----- Exercise data
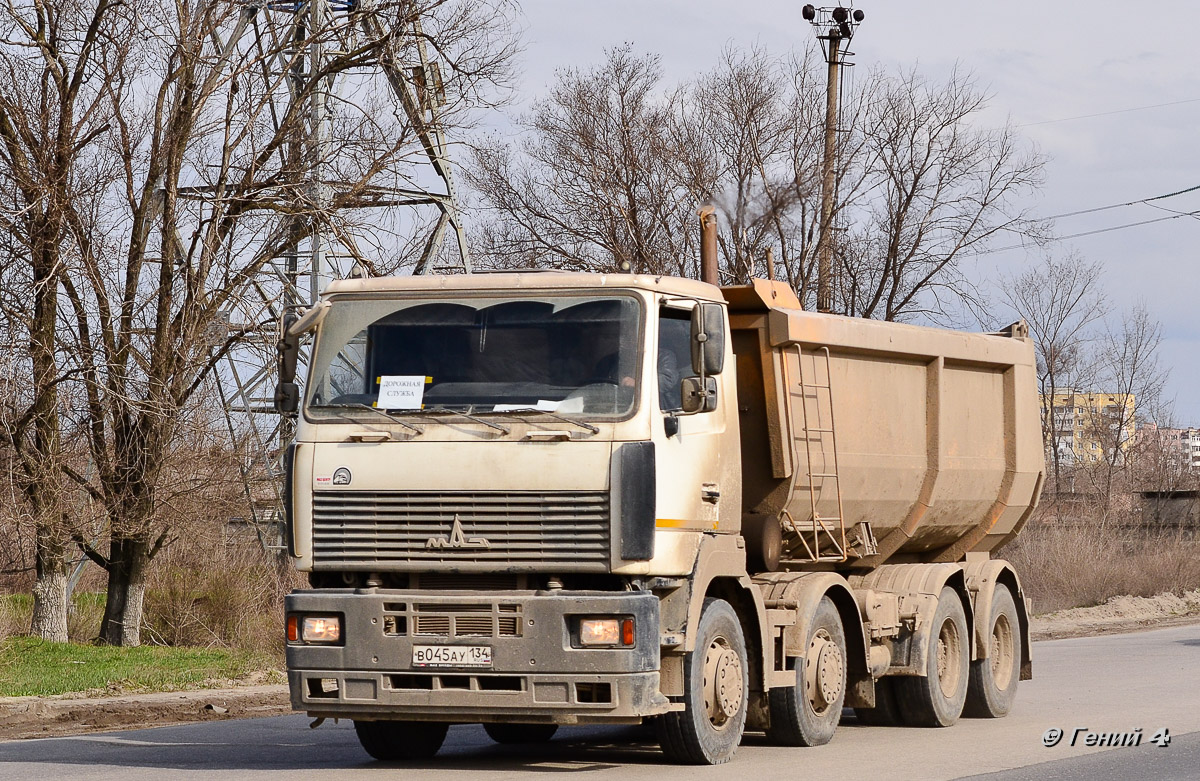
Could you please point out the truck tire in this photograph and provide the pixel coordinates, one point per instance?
(936, 700)
(807, 713)
(886, 712)
(715, 695)
(991, 686)
(400, 740)
(520, 733)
----------
- **Problem**
Omit the pictures. Output every record above word for word.

- **Written answer**
Could you please point out the truck tire in this photograph and provide the pixel coordinates, one point per instance?
(936, 700)
(807, 713)
(886, 712)
(715, 695)
(991, 686)
(400, 740)
(520, 733)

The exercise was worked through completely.